- [What is being asked]: Exactly and only the lines from the one containing "Guideline: the keypoint for each instance of the standing" through the close of the entries below are to be set down.

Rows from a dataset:
▬▬▬▬▬▬
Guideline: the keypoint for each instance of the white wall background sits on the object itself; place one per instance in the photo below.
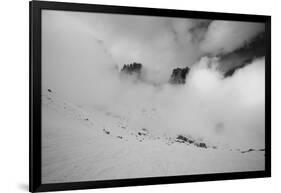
(14, 96)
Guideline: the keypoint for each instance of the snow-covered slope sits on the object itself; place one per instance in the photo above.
(83, 144)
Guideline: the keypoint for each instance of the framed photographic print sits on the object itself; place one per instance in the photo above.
(125, 96)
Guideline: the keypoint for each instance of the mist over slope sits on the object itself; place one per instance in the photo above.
(171, 96)
(96, 144)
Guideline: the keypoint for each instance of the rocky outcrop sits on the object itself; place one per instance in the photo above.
(179, 75)
(133, 68)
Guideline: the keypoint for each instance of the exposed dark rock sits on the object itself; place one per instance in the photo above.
(201, 144)
(184, 139)
(133, 68)
(179, 75)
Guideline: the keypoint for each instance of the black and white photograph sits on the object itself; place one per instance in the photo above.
(135, 96)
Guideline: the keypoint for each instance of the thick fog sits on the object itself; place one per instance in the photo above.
(82, 54)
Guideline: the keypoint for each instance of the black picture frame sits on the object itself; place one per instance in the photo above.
(35, 8)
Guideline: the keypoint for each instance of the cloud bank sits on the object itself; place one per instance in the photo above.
(83, 53)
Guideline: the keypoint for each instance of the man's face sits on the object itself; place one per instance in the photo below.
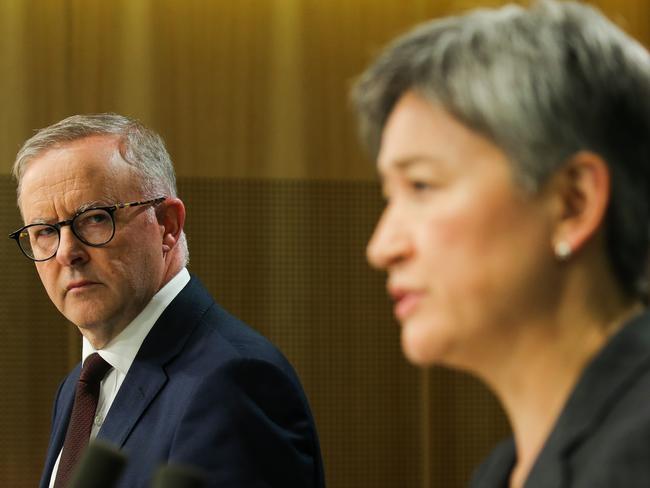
(99, 289)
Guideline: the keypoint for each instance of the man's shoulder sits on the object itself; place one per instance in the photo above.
(219, 336)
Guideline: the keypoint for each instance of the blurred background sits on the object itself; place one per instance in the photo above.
(252, 99)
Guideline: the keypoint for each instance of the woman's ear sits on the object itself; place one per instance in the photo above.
(171, 218)
(583, 191)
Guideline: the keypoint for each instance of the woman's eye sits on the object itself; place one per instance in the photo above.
(420, 186)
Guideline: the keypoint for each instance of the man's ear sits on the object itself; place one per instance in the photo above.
(171, 218)
(583, 193)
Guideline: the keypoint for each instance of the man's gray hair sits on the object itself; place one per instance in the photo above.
(140, 147)
(543, 83)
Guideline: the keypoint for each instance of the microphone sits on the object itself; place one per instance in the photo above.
(177, 476)
(100, 466)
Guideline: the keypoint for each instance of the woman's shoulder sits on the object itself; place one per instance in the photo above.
(495, 470)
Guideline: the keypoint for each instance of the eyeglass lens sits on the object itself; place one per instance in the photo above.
(41, 241)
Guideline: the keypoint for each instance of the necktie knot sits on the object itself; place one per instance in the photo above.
(81, 419)
(94, 369)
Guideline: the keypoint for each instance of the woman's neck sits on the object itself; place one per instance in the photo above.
(542, 369)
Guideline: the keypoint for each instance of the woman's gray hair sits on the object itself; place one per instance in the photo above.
(543, 83)
(140, 147)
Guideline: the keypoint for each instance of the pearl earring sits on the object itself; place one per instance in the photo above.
(562, 250)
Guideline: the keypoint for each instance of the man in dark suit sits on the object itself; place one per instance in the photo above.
(168, 376)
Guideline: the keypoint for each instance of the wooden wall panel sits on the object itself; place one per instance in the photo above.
(239, 89)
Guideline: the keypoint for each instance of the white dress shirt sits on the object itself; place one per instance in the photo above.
(121, 351)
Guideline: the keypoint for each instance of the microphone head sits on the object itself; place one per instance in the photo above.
(177, 476)
(100, 466)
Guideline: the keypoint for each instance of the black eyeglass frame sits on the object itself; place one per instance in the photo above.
(110, 209)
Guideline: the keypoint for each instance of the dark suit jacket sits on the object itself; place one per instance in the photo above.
(602, 437)
(206, 390)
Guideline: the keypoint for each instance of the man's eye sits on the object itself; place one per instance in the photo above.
(45, 232)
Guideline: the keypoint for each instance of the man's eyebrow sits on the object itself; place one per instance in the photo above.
(85, 206)
(403, 164)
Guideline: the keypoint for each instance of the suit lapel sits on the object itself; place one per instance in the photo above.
(604, 380)
(63, 410)
(147, 376)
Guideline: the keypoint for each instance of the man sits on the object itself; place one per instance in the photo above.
(180, 381)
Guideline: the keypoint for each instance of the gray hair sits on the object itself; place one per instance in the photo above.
(543, 83)
(140, 147)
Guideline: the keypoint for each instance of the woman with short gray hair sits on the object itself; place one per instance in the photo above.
(514, 151)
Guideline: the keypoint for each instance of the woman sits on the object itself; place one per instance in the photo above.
(514, 151)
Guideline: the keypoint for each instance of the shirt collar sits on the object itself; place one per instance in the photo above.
(121, 351)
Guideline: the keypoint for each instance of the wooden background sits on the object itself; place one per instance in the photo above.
(251, 97)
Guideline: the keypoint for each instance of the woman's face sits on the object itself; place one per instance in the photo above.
(468, 253)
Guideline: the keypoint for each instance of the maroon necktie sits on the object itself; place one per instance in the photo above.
(81, 420)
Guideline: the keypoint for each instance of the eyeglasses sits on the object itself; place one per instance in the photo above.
(94, 227)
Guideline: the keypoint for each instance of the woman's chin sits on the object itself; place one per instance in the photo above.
(421, 344)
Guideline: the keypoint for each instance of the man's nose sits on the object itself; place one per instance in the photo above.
(71, 250)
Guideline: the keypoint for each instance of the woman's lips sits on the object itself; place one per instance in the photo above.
(406, 302)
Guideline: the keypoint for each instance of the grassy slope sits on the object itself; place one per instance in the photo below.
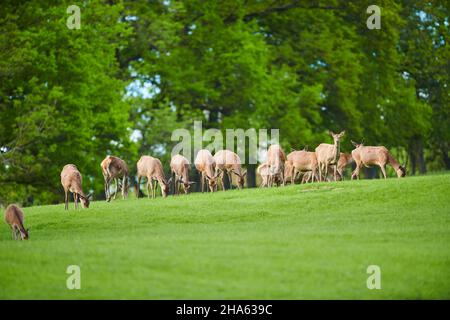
(312, 241)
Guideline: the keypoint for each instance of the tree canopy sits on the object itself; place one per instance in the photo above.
(137, 70)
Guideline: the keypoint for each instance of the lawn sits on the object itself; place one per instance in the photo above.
(312, 241)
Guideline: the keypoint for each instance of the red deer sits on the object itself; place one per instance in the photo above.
(14, 218)
(264, 172)
(374, 156)
(205, 164)
(114, 168)
(71, 181)
(328, 154)
(288, 170)
(303, 161)
(152, 169)
(275, 160)
(229, 162)
(179, 166)
(344, 160)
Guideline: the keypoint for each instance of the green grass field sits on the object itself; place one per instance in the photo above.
(298, 242)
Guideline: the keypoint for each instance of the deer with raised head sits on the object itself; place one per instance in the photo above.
(302, 161)
(206, 166)
(179, 166)
(14, 218)
(275, 160)
(71, 181)
(344, 160)
(368, 156)
(229, 162)
(328, 154)
(152, 169)
(114, 168)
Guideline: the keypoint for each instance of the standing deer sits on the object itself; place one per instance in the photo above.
(328, 154)
(344, 160)
(152, 169)
(374, 156)
(71, 181)
(14, 218)
(114, 168)
(275, 160)
(229, 162)
(303, 161)
(179, 166)
(205, 164)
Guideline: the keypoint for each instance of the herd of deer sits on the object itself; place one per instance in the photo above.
(278, 170)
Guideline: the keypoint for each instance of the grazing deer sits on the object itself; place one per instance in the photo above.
(179, 166)
(71, 181)
(152, 169)
(303, 161)
(205, 164)
(114, 168)
(288, 170)
(374, 156)
(14, 218)
(328, 154)
(229, 162)
(275, 160)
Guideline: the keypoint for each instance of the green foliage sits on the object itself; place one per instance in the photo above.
(139, 69)
(243, 244)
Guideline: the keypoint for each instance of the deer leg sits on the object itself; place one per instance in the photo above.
(66, 200)
(383, 170)
(155, 186)
(138, 187)
(124, 186)
(230, 179)
(202, 181)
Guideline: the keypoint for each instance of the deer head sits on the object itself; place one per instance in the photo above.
(85, 201)
(336, 136)
(212, 182)
(401, 171)
(165, 187)
(24, 234)
(186, 185)
(356, 145)
(240, 179)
▬▬▬▬▬▬
- [Result]:
Guideline: the keypoint for each instance of the standing deer sits on the object itself; place one per instance in the photo above.
(328, 154)
(344, 160)
(152, 169)
(374, 156)
(71, 181)
(14, 218)
(114, 168)
(275, 160)
(229, 162)
(303, 161)
(179, 166)
(205, 164)
Guideline: the keypoint for each instance of the herd of deer sits on the object itself; place one per instance in the photo above.
(278, 170)
Guideline: the keypoint for each instance of the grazing deer sits on the object itself; place one per instance in the photo above.
(179, 166)
(71, 181)
(152, 169)
(303, 161)
(205, 164)
(114, 168)
(288, 170)
(374, 156)
(14, 218)
(328, 154)
(229, 162)
(275, 160)
Guideline: the keypoint for each instance of the green foliage sits on the object itself; place one per instance in the photo above.
(139, 69)
(243, 244)
Guideline: the keypoint for each instance of the deer leg sits on the object itself; place one per instance in the photo above.
(66, 200)
(383, 170)
(155, 186)
(138, 187)
(124, 186)
(230, 179)
(202, 181)
Guideline: the keypoint for each instance of the deer head sits on the object itself; place one per instance in the photo above.
(85, 201)
(336, 136)
(212, 182)
(401, 171)
(165, 187)
(24, 234)
(186, 185)
(356, 145)
(240, 179)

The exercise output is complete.